#### Page extract

Peninsula Theatre (1926–1957) Fox Burlingame (1957–1974)
- Interactive map of Peninsula Theatre (1926–1957) Fox Burlingame (1957–1974)
- Address: 1415 Burlingame Avenue Burlingame, California
- Coordinates: 37°34′39″N 122°21′02″W﻿ / ﻿37.5774565°N 122.3504942°W
- Owner: Peninsula Theatres CorporationEllis John Arkush, President (1926–1929)Fox West Coast Theatres (1929–1974)
- Operator: Ellis J. Arkush Entertainment (1926–1957) Fox West Coast Theatres (1929–1974)
- Capacity: 2,000 seats (1926–1957) 1808 seats (1957–1974)

#### Given problem 1
Quote every line of the location labeling entries verbatim, from the first checklist through the last.
The entries that come next bear no relation to the theater listing.

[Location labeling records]

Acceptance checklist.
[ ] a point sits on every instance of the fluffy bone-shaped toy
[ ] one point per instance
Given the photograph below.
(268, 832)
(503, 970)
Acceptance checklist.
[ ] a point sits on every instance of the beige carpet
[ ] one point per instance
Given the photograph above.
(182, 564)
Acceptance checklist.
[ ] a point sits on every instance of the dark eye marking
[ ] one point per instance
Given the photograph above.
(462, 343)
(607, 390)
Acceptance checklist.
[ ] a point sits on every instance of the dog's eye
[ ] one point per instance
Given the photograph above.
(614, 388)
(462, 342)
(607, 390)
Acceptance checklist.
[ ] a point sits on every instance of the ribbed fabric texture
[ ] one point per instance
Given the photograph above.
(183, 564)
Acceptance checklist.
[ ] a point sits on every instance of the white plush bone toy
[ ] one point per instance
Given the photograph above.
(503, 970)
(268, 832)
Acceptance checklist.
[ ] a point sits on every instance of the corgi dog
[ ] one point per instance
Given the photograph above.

#### Given problem 2
Summarize the theater listing in two sentences.

#### Response 1
Acceptance checklist.
[ ] a point sits on every instance of the fluffy bone-shaped toy
[ ] one point per instance
Given the photograph below.
(268, 832)
(503, 970)
Acceptance checklist.
[ ] a point sits on every instance of the beige carpet
[ ] one point per instance
Given the photograph above.
(182, 564)
Acceptance checklist.
[ ] a point sits on every instance of the dark eye marking
[ ] one point per instance
Given the photograph above.
(462, 343)
(607, 390)
Acceptance checklist.
[ ] a point sits on every instance of the dog's eye
[ ] one point per instance
Given the photograph above.
(614, 388)
(462, 342)
(607, 390)
Acceptance checklist.
[ ] a point sits on every instance of the ribbed fabric texture
[ ] one point per instance
Given the photograph above.
(183, 564)
Acceptance checklist.
[ ] a point sits on every instance of the white plush bone toy
[ ] one point per instance
Given the photograph above.
(503, 970)
(268, 832)
Acceptance checklist.
[ ] a point sits on every instance of the corgi dog
[ ] one point per instance
Given the photograph above.

#### Response 2
The theater at 1415 Burlingame Avenue in Burlingame, California, was called the Peninsula Theatre from 1926 to 1957 and the Fox Burlingame from 1957 to 1974. It held 2,000 seats in the first period and 1,808 seats in the second.